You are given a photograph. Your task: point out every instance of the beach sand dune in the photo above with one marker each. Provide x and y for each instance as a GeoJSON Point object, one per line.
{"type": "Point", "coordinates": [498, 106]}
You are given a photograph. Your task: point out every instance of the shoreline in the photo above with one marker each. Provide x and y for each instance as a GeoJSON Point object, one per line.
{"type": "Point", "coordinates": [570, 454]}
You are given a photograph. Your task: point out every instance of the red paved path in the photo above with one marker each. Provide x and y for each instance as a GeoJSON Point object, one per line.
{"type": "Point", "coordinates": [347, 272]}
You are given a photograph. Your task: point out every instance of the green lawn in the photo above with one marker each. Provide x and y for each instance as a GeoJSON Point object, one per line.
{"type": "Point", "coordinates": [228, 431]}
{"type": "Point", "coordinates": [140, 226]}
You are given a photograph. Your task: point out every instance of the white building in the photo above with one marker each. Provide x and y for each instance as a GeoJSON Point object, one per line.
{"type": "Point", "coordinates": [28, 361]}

REQUIRED WORK: Return the material in full. Each line must match.

ANSWER BOX:
You are given a photograph. Your task: point out every instance of the beach sand dune in the photo above with one marker each. Provide x and y for each instance as a GeoJSON Point object, one per line.
{"type": "Point", "coordinates": [498, 106]}
You are given a photograph. Your task: point out every instance of the shoreline in the photo above with one marker each. Provide x and y for each instance as a GeoJSON Point object, one per line.
{"type": "Point", "coordinates": [570, 454]}
You are given a photograph. Your task: point out every instance of the red paved path in the photo above with one marker each. Provide x and y for each instance as a GeoJSON Point object, one per line.
{"type": "Point", "coordinates": [347, 272]}
You are given a photograph. Your task: point out every instance of the green lawn in the photo above with one marker each. Provide x and y for each instance as a GeoJSON Point object, one per line.
{"type": "Point", "coordinates": [228, 431]}
{"type": "Point", "coordinates": [140, 226]}
You are given a photograph. Your task: point out every instance of the white building in the photo above with one marker each. Provide x and y for each instance as a GeoJSON Point object, one per line.
{"type": "Point", "coordinates": [28, 361]}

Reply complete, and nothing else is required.